Transcribe each record below word for word.

> _DATA SHOWN_:
....

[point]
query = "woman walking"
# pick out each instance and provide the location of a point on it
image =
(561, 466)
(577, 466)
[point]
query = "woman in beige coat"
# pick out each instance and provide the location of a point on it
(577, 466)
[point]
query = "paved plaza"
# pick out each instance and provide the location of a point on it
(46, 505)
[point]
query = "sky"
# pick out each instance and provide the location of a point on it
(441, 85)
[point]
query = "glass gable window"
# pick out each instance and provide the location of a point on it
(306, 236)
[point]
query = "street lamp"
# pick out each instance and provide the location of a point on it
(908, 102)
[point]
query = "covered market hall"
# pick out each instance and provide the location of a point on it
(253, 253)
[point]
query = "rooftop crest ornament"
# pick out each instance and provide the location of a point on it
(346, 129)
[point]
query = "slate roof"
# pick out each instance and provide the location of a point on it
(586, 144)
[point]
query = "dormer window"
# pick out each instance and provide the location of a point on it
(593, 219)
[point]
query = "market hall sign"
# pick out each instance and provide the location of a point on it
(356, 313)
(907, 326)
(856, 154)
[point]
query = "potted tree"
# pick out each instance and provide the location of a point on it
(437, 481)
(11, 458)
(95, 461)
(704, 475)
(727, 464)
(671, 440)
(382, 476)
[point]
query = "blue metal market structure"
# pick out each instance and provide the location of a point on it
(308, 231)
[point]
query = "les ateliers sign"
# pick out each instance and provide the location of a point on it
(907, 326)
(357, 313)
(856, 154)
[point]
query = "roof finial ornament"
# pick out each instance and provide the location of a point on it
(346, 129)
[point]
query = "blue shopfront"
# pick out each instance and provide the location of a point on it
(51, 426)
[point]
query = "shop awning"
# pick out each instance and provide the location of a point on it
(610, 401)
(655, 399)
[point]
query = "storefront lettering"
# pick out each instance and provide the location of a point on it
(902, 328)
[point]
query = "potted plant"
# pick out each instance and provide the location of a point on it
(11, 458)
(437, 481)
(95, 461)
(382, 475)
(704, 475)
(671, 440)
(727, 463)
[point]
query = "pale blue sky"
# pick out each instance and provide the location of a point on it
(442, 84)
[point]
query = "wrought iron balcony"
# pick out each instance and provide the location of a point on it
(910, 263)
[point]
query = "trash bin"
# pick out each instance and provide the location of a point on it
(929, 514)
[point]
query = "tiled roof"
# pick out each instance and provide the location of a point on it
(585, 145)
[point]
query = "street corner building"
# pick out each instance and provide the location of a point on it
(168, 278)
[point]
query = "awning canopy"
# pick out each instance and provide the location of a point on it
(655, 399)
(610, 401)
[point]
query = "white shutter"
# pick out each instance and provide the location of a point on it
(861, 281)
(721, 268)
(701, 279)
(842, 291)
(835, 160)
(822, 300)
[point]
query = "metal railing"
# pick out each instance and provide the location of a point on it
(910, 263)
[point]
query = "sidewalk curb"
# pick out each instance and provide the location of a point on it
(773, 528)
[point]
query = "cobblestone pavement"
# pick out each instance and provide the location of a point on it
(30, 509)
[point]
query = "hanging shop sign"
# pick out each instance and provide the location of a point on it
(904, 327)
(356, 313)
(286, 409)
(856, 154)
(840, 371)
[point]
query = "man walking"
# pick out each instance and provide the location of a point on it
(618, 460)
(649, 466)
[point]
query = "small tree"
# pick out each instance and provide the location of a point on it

....

> _RIGHT ANSWER_:
[point]
query = "woman walking"
# pick out each instance and provide the location of a point on it
image =
(561, 466)
(577, 466)
[point]
query = "woman in beige coat"
# pick out each instance and provide the location of a point on it
(577, 466)
[point]
query = "paved plaza"
# pick out each instance and provide the location of a point on it
(46, 505)
[point]
query = "sky"
# pick out each instance and provide the location of a point on it
(441, 85)
[point]
query = "glass gable window"
# pick out each instance and provide the location of a point on it
(306, 236)
[point]
query = "street lamp"
# pick out each instance and provide the location of a point on it
(908, 102)
[point]
query = "covered market hall"
# pick out each instance and provide the location of a point on it
(253, 253)
[point]
query = "rooftop crest ornament"
# pick out each instance and provide the location of a point on it
(346, 129)
[point]
query = "slate roof"
# pick out each instance and provide the location of a point on it
(586, 144)
[point]
query = "dormer window"
# pick out each instance and provide the location of a point on it
(593, 219)
[point]
query = "market hall sign"
# pick out each instance and provide the location of a point on it
(356, 313)
(907, 326)
(856, 154)
[point]
query = "potted tree"
# pick out each instance and provide the location of a point on it
(437, 481)
(11, 458)
(95, 461)
(704, 475)
(727, 464)
(671, 440)
(382, 476)
[point]
query = "blue metal market structure"
# pick out each instance and provide the location of a point on it
(308, 231)
[point]
query = "les ateliers sign"
# pick out each instance and provide the location of a point on it
(907, 326)
(357, 313)
(856, 154)
[point]
query = "roof finial ornament"
# pick out each instance and provide the location of a point on it
(346, 129)
[point]
query = "blue shopfront"
# pick out each instance and provide the location of a point on it
(51, 426)
[point]
query = "shop awning"
# pick out each instance and provide the location of a point on it
(610, 401)
(655, 399)
[point]
query = "storefront lettering"
# pick out each instance and provide the location of a point on it
(902, 328)
[point]
query = "potted plant"
# pick out each instance and provide the location of a point on it
(11, 458)
(437, 481)
(95, 461)
(382, 475)
(704, 475)
(671, 440)
(727, 463)
[point]
query = "pale blue sky"
# pick out each instance and provide the location of a point on it
(442, 84)
[point]
query = "wrought iron balcony"
# pick out each instance and provide the location of a point on it
(910, 263)
[point]
query = "trash bin"
# pick out each instance and provide the location of a point on it
(929, 514)
[point]
query = "tiled roof"
# pick out each instance and provide the location of a point on it
(585, 145)
[point]
query = "street corner building"
# pick out each instance and provide the location of a point on it
(168, 278)
[point]
query = "awning canopy"
# pick out each instance and provide the location of a point on it
(655, 399)
(610, 401)
[point]
query = "white shutter"
# pick out each instance and provide the location of a point on it
(861, 281)
(721, 268)
(701, 279)
(842, 291)
(835, 160)
(822, 300)
[point]
query = "metal railing"
# pick out each instance and provide the location of a point on it
(910, 263)
[point]
query = "sidewalk curb"
# pick out each instance and provide the location of a point on it
(773, 528)
[point]
query = "cobblestone pavement"
# pick out each instance and provide the location of a point on it
(30, 509)
[point]
query = "hanging shop sign"
# pick out each instance and provide the location of a point on it
(904, 327)
(356, 313)
(286, 409)
(856, 154)
(840, 371)
[point]
query = "man walking"
# pick out each instance and provide the location of a point on it
(618, 460)
(649, 466)
[point]
query = "small tree"
# pick out each instance and provide the location of a point on it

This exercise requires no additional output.